DATA SHOWN
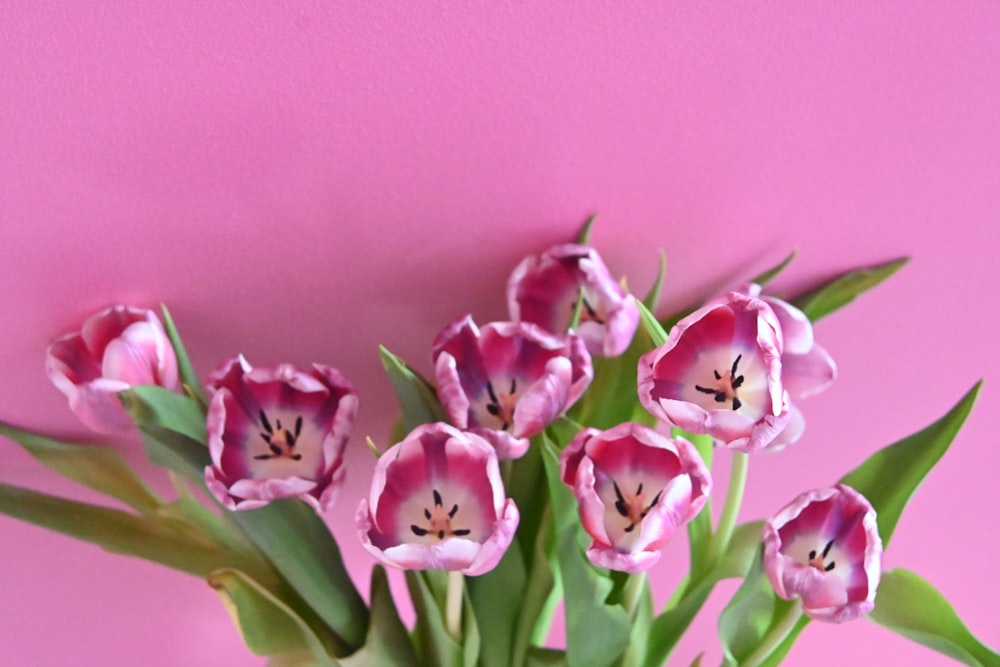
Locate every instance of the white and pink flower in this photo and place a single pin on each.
(116, 349)
(635, 487)
(824, 547)
(437, 502)
(278, 433)
(719, 373)
(545, 289)
(509, 380)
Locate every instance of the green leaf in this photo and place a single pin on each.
(890, 476)
(583, 237)
(267, 624)
(388, 641)
(302, 549)
(596, 633)
(656, 332)
(417, 398)
(912, 607)
(843, 289)
(97, 467)
(186, 370)
(181, 547)
(769, 275)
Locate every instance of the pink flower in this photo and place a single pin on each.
(720, 373)
(806, 367)
(635, 488)
(544, 290)
(277, 433)
(825, 548)
(437, 502)
(118, 348)
(508, 381)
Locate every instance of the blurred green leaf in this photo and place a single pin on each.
(388, 641)
(268, 626)
(417, 398)
(769, 275)
(304, 551)
(596, 633)
(890, 476)
(186, 370)
(843, 289)
(912, 607)
(99, 468)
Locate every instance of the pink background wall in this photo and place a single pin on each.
(301, 180)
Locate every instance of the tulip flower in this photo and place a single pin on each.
(719, 373)
(509, 380)
(635, 488)
(437, 502)
(118, 348)
(544, 290)
(806, 367)
(277, 433)
(824, 547)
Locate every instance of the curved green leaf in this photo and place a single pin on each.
(912, 607)
(890, 476)
(843, 289)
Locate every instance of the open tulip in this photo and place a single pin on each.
(824, 547)
(277, 433)
(437, 502)
(545, 289)
(118, 348)
(635, 487)
(719, 373)
(509, 380)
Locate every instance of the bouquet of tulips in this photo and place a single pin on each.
(551, 458)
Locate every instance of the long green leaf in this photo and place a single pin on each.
(912, 607)
(416, 396)
(268, 625)
(99, 468)
(845, 288)
(890, 476)
(302, 549)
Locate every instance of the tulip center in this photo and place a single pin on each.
(280, 440)
(724, 385)
(632, 506)
(818, 560)
(438, 521)
(502, 405)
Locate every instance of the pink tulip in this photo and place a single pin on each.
(437, 502)
(544, 290)
(118, 348)
(277, 433)
(508, 381)
(635, 488)
(720, 373)
(824, 547)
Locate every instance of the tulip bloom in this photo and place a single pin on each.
(635, 488)
(437, 502)
(806, 367)
(118, 348)
(720, 373)
(825, 548)
(544, 290)
(277, 433)
(508, 381)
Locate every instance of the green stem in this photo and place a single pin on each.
(775, 636)
(453, 604)
(730, 511)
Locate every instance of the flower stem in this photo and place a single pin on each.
(775, 636)
(453, 604)
(734, 498)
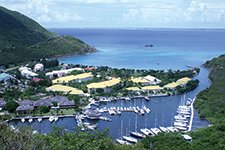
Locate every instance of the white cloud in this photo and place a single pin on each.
(221, 16)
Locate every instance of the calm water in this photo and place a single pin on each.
(124, 49)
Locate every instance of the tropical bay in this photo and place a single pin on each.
(128, 82)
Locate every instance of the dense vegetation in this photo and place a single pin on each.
(211, 102)
(22, 39)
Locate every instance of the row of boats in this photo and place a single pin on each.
(146, 132)
(181, 122)
(51, 119)
(114, 110)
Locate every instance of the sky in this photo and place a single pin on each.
(122, 13)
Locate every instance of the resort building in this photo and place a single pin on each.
(134, 89)
(105, 85)
(74, 78)
(65, 89)
(152, 88)
(25, 106)
(141, 80)
(92, 113)
(183, 81)
(39, 67)
(2, 104)
(4, 77)
(171, 86)
(187, 137)
(152, 80)
(60, 73)
(62, 101)
(26, 72)
(42, 102)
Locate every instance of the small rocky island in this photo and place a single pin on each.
(150, 45)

SET EXERCISE
Starting at the line that has "Locate every instance of the tulip center" and stopping after the last line, write out those lines again with "single pin" switched to "single marker" and nothing else changed. Leave the pictures out.

ANSWER TO THIS EXERCISE
Locate every instance of the tulip center in this photo and place a single marker on each.
(280, 440)
(724, 385)
(632, 506)
(818, 560)
(438, 521)
(502, 405)
Locate every instance of the pink tulip in this photo and place a single marker on each.
(437, 502)
(544, 290)
(118, 348)
(277, 433)
(508, 381)
(635, 488)
(720, 373)
(824, 547)
Locate every instance of the tulip bloom in this photo and place a single marker on each.
(635, 488)
(437, 502)
(806, 367)
(118, 348)
(720, 373)
(825, 548)
(544, 290)
(277, 433)
(508, 381)
Locate every instance of the green stem in this photo and place a single marker on each.
(775, 636)
(453, 604)
(730, 511)
Locate every instance of the flower stem in this photo and place a single marker on each.
(775, 636)
(453, 604)
(734, 498)
Locate every instance of the white cloud in this photo and place a single marker on each.
(221, 16)
Locate every instance of the calm water in this photo and place a single marker on each.
(124, 49)
Locate every instance of the tropical bay in this photo and place a single marker on each.
(128, 82)
Locate every instance of the dense vegetation in this photo and place a single marker on each.
(211, 102)
(22, 39)
Locate every instance of the row of boats in this photo and place a single marker on each.
(146, 132)
(181, 122)
(51, 119)
(114, 110)
Locate every instance of the sky in this photo and place a single marker on each.
(122, 13)
Locate every instance of the resort building in this photo and place a single marker on each.
(134, 89)
(105, 85)
(74, 78)
(65, 89)
(152, 88)
(25, 106)
(141, 80)
(92, 113)
(183, 81)
(39, 67)
(2, 104)
(4, 77)
(171, 86)
(187, 137)
(152, 80)
(60, 73)
(62, 101)
(26, 72)
(42, 102)
Locate every instance of the small rocky island in this photo and place a single marker on each.
(150, 45)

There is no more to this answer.